[Referring expression pointing data]
◆ ◆ ◆ ◆ ◆
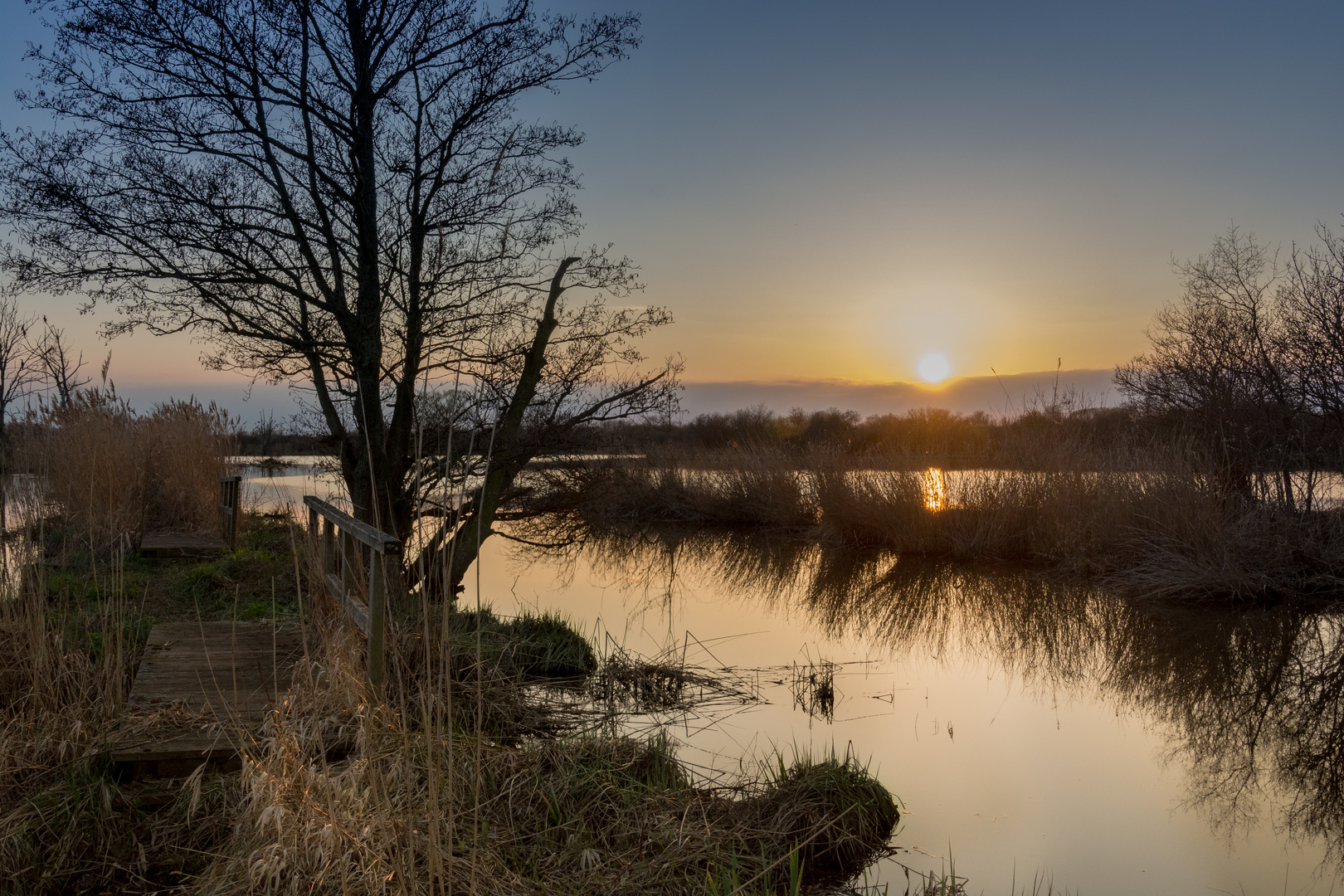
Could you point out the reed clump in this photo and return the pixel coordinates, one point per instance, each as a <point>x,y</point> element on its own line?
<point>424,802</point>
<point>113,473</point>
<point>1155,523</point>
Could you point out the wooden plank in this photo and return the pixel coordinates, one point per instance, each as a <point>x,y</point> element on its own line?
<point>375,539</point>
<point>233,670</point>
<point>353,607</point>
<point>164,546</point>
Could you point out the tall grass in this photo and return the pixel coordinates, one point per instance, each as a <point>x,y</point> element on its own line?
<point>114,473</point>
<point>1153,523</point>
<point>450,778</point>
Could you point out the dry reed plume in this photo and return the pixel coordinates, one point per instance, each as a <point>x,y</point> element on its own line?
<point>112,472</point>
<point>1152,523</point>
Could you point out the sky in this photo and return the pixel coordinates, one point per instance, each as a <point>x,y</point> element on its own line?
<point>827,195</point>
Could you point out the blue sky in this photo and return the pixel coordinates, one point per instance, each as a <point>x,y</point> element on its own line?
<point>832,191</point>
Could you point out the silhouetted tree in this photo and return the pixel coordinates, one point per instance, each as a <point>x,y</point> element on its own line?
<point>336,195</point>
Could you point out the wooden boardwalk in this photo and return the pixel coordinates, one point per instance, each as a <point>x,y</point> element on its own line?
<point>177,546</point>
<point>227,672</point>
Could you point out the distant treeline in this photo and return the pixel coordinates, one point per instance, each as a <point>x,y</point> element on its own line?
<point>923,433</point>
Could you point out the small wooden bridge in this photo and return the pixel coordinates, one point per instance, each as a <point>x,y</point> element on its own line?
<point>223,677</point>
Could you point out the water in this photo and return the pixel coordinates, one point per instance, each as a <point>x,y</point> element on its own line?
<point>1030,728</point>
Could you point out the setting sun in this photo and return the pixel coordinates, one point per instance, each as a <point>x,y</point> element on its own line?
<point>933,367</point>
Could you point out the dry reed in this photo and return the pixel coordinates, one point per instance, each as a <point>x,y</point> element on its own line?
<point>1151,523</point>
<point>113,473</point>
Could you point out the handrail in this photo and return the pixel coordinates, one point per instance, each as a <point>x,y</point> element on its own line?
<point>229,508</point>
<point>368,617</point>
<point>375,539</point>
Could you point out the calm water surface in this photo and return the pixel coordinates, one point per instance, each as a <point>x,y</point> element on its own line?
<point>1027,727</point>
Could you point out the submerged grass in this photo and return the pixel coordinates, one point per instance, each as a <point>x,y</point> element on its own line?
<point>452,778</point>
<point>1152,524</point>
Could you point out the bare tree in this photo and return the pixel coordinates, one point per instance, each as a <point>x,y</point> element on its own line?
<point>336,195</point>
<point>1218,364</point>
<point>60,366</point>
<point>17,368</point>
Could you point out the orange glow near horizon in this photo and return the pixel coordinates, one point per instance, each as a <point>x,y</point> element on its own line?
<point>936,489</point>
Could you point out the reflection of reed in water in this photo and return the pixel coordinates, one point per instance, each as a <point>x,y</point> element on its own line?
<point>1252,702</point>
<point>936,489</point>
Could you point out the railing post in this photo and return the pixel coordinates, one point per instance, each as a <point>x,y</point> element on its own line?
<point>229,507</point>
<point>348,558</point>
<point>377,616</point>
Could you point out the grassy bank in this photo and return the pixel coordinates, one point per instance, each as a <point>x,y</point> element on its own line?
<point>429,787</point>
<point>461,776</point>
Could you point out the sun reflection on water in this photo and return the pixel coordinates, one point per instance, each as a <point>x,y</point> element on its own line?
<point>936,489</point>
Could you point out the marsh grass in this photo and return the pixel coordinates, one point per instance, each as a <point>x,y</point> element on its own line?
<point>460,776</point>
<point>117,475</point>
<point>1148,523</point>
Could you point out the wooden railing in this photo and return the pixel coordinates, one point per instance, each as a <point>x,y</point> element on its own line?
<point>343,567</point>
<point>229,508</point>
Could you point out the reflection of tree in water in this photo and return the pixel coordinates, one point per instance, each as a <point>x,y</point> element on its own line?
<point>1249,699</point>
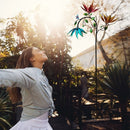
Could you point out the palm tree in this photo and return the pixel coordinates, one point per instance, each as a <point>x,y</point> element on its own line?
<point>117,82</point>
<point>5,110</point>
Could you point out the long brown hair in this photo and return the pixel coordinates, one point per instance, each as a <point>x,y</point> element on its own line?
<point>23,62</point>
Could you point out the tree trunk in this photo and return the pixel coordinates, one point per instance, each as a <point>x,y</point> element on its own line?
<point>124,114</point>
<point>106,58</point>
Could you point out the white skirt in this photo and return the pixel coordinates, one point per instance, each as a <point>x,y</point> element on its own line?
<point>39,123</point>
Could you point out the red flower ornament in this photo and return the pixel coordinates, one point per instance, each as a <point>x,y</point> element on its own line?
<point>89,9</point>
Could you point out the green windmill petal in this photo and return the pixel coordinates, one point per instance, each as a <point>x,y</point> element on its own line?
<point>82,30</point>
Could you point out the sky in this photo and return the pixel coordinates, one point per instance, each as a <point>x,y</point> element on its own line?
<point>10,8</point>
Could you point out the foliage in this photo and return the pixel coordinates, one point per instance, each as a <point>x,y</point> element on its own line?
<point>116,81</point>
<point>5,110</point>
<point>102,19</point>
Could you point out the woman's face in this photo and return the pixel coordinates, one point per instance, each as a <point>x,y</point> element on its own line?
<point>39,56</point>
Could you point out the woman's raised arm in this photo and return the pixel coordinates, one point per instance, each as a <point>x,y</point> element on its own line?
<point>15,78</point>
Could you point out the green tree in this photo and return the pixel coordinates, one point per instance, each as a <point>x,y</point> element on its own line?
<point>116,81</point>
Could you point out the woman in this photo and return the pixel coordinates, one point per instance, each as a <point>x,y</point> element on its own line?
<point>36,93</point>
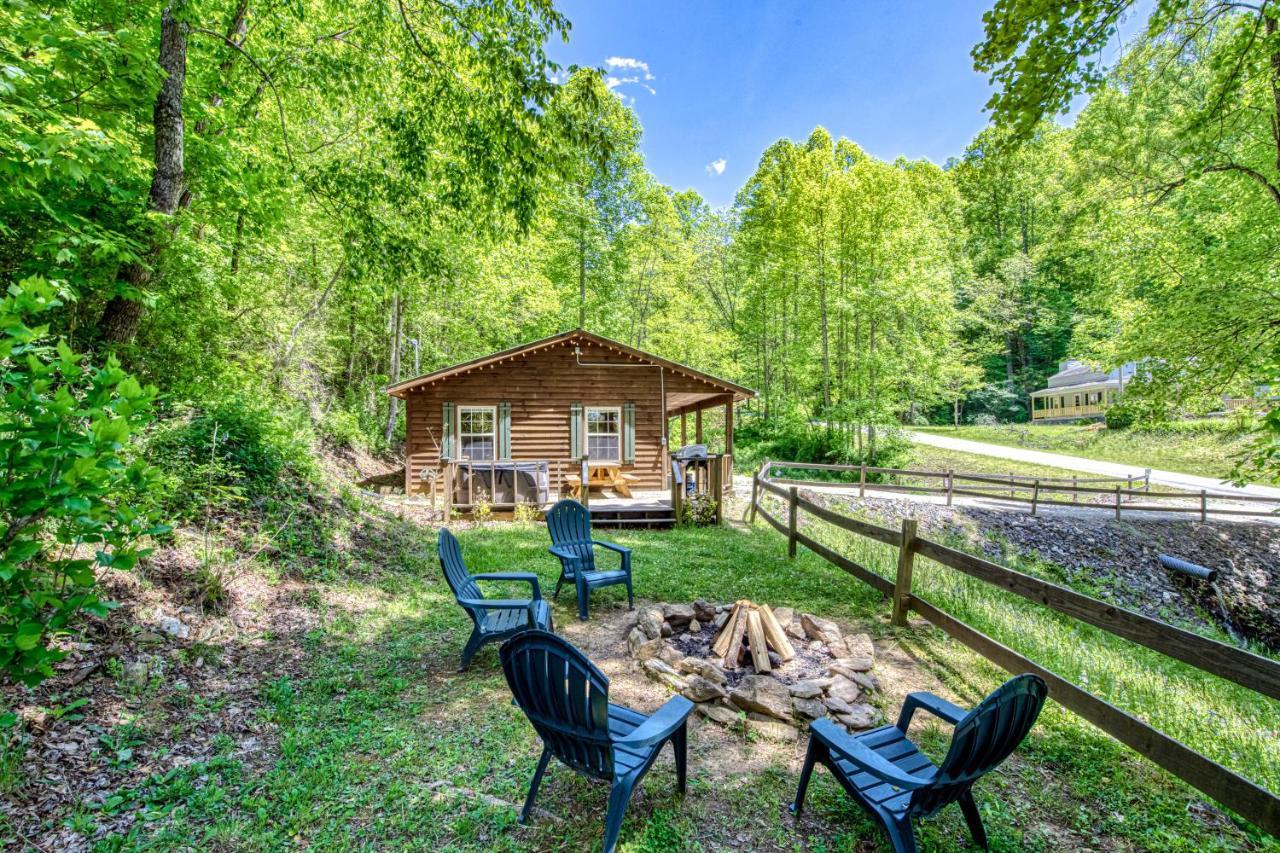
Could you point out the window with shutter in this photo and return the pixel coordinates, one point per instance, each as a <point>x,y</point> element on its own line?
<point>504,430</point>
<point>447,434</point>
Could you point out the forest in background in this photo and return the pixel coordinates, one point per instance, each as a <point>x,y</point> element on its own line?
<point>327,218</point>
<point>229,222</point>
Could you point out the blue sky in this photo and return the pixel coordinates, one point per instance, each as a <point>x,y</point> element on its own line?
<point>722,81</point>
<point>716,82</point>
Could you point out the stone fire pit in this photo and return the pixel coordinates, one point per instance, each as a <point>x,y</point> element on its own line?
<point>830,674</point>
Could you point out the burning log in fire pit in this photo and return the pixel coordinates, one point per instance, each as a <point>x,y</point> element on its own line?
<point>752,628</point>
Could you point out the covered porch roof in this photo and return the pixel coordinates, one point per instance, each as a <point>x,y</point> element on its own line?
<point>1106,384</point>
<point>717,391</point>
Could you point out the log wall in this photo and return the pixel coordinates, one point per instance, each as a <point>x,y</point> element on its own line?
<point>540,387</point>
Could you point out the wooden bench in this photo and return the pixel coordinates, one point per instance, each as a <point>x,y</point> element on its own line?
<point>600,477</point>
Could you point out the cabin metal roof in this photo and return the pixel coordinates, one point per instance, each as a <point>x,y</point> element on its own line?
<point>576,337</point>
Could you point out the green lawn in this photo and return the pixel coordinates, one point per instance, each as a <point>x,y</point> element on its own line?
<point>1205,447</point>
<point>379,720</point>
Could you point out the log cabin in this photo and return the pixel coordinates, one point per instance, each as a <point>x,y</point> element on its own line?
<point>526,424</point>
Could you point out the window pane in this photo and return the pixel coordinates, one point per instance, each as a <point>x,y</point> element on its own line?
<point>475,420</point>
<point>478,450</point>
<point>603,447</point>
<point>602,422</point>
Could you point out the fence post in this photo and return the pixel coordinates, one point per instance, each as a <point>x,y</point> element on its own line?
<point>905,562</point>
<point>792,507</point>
◆ ◆ ◆ ◆ ◆
What to produce: Repeat the data above starting at the line with "Could you point out the log wall" and ending at its last line, exactly, with no other lines.

Your solution:
Could you point out the log wall in this photo and return the pixel coordinates, one point per instance, each as a <point>x,y</point> element on its own line?
<point>540,387</point>
Could you point out the wooden bench in this photo and return the pixel coordinates, one point per instance, each as a <point>x,y</point> element on its own line?
<point>600,477</point>
Could you point out the cabin metal roof in this photo and return the pixel coordinates, one point per instance, each as a <point>x,y</point> element on its own line?
<point>576,337</point>
Could you point out the green lawn in this photo and return the pixel coordinates, one point per instance, each as a <point>x,y</point> element on its own line?
<point>1205,447</point>
<point>379,720</point>
Could you point out the log cabin in this photo and return the pixel coordinates, one point per instance, each as a <point>x,y</point> element on its own line?
<point>526,424</point>
Could you point out the window pane in this photo and return the pixel coordinates, one point per instance, each as a <point>x,y</point> element on its own line?
<point>475,420</point>
<point>478,450</point>
<point>603,447</point>
<point>602,422</point>
Could you point out the fence post in this photo and return the pixel coordinates, one point per instance, each as a <point>x,y</point> element on its own line?
<point>905,562</point>
<point>792,507</point>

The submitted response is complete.